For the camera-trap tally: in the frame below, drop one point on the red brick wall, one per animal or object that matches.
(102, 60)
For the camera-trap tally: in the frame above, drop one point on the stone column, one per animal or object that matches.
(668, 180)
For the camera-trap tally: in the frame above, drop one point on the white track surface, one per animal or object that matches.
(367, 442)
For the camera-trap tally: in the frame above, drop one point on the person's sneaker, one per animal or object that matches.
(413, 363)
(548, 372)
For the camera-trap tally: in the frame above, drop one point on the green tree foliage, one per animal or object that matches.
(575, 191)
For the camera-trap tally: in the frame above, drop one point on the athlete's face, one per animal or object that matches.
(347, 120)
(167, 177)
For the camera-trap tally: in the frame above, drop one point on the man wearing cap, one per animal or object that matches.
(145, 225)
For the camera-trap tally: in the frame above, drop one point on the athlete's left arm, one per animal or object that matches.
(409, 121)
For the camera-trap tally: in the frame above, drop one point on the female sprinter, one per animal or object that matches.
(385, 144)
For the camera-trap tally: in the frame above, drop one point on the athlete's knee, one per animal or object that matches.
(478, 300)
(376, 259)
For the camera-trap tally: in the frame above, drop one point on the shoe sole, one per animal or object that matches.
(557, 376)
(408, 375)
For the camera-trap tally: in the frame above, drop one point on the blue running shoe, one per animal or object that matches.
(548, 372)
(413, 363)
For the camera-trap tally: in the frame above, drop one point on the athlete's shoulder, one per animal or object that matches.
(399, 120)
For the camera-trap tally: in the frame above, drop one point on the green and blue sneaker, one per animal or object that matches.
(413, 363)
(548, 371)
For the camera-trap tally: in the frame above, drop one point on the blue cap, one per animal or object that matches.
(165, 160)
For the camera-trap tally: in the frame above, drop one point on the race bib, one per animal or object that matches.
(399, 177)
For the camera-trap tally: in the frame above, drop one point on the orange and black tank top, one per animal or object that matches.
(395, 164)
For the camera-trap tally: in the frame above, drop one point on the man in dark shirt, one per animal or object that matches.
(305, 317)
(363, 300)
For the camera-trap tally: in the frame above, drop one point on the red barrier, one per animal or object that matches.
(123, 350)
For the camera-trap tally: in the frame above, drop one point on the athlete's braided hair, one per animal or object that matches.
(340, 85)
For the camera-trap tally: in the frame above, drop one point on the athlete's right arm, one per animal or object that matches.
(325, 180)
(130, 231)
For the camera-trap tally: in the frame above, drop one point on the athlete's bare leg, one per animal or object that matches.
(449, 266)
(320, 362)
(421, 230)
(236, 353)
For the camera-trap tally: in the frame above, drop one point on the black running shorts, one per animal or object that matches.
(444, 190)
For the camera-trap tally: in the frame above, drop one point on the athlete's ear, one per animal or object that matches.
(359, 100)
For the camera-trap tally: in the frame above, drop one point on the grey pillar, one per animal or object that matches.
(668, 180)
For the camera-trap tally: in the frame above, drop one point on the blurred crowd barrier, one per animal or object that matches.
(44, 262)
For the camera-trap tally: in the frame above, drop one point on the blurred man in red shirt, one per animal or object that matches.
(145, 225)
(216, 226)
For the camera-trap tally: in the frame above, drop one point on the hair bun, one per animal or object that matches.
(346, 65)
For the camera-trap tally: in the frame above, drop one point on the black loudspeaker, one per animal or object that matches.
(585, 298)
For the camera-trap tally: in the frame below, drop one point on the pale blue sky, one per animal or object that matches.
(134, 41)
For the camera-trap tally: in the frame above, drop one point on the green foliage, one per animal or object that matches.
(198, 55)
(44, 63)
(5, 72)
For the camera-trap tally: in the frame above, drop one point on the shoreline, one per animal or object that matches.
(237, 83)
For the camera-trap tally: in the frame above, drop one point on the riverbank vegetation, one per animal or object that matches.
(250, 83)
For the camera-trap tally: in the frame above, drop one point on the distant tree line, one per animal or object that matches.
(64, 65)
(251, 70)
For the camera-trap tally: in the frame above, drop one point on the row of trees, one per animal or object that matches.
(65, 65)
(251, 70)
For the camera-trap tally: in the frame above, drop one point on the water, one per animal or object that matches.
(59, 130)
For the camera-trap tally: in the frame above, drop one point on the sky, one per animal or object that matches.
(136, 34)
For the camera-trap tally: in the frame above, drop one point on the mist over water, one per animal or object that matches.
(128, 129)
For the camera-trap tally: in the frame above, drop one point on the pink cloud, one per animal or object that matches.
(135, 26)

● Problem details
Reproduce the entries above exactly.

● Response
For the camera-trap tally: in the frame below, drop one point on the red brick wall, one per animal or object that matches.
(102, 60)
For the camera-trap tally: in the frame above, drop one point on the stone column, one per animal or object that matches.
(668, 180)
For the camera-trap tally: in the frame above, drop one point on the white track surface, one per animal or object that matches.
(367, 442)
For the camera-trap tally: in the frame above, drop one point on the person's sneaker, one per animal or object that matches.
(413, 363)
(548, 372)
For the camera-trap tally: in the frame above, drop one point on the green tree foliage, one per animal or object that matches.
(575, 191)
For the camera-trap tally: in the frame above, drop one point on the athlete's face, one per animal or object that matches.
(347, 120)
(167, 177)
For the camera-trap tally: in the frame above, drop one point on the man wearing cap, one per animal or object that matches.
(145, 225)
For the camera-trap tally: in the frame above, drop one point on the athlete's left arm, one per animal or object that matches.
(409, 121)
For the camera-trap tally: in the frame above, drop one point on the female sprinter, one per animal or object that matches.
(385, 144)
For the camera-trap tally: in the frame above, drop one point on the athlete's knee, one per animal or object that matches.
(478, 300)
(376, 259)
For the camera-trap tally: in the frame above, drop one point on the shoe sole, one per animal or object that matches.
(557, 376)
(408, 375)
For the camera-trap tally: in the frame above, drop one point on the blue running shoe, one per animal or object that matches.
(548, 372)
(413, 363)
For the camera-trap tally: in the frame above, drop one point on the athlete's shoulder, one per animal or object that matches.
(399, 120)
For the camera-trap tally: in the frame above, drop one point on the green and blue sneaker, one per animal or object that matches.
(413, 363)
(548, 371)
For the camera-trap tally: in the frame above, drop one point on the blue cap, one per animal or object that matches.
(165, 160)
For the camera-trap tally: in the frame above, drop one point on the race bib, one per animal or object that matches.
(399, 177)
For the camera-trap tally: in the frame above, drop one point on the orange and black tank top, one per animal or object that matches.
(395, 164)
For the camera-trap tally: in the frame above, drop one point on the man in dark shirt, one per animal or object that matches.
(305, 317)
(363, 300)
For the camera-trap tally: in the frame above, drop one point on the red barrier, one per animal or object that matches.
(123, 350)
For the camera-trap tally: in the frame above, drop one point on the athlete's braided hair, one per animal or object that matches.
(340, 85)
For the camera-trap tally: in the frame above, drop one point on the athlete's right arm, one per animal or object that matches.
(325, 180)
(130, 231)
For the camera-trap tally: in the frame above, drop one point on the athlete's bare leg, one per animal or object that matches.
(449, 266)
(320, 362)
(421, 230)
(236, 353)
For the camera-trap tally: in the frame above, drop one point on the black running shorts, one per animal or object that matches.
(444, 190)
For the camera-trap tally: in the frame above, drop one point on the athlete's ear, one per animal or object that matches.
(359, 100)
For the camera-trap tally: in the frame above, drop one point on the grey pillar, one per animal or object that matches.
(668, 180)
For the camera-trap tally: in the frame above, drop one point on the blurred crowd barrier, one per animal or object that matches.
(44, 262)
For the camera-trap tally: in the frame above, drop one point on the blurred man in red shirt, one per animal or object that matches.
(145, 225)
(216, 226)
For the camera-trap tally: in the frame above, drop one point on the hair bun, one per animal or object that matches.
(346, 65)
For the camera-trap tally: in the frame above, drop one point on the black loudspeaker, one per animal or object that matches.
(585, 298)
For the camera-trap tally: in the frame below, drop one point on the pale blue sky, one per animal or object that matches.
(134, 41)
For the camera-trap tally: in the frame above, drop one point on the green foliage, one per animal or object that matches.
(198, 55)
(44, 63)
(5, 72)
For the camera-trap tally: in the frame above, drop one point on the shoreline, one per animal or object that matches.
(237, 83)
For the camera-trap tally: in the frame above, drop one point on the riverbank vegetation, one per animal or object that matches.
(250, 83)
For the camera-trap tally: in the frame above, drop one point on the distant tree line, one per animal or object that matches.
(64, 65)
(251, 70)
For the camera-trap tally: in the frame above, drop one point on the row of trees, one per animal or object that matches.
(65, 65)
(251, 70)
For the camera-trap tally: in the frame above, drop one point on the water, one per animal or object that matches.
(59, 130)
For the camera-trap tally: in the frame above, drop one point on the sky, one per animal or object that matches.
(136, 34)
For the camera-trap tally: in the frame above, drop one point on the mist over water, one per animal or object that matches.
(128, 129)
For the camera-trap tally: in the frame above, drop one point on the pink cloud, one per animal or object that matches.
(135, 26)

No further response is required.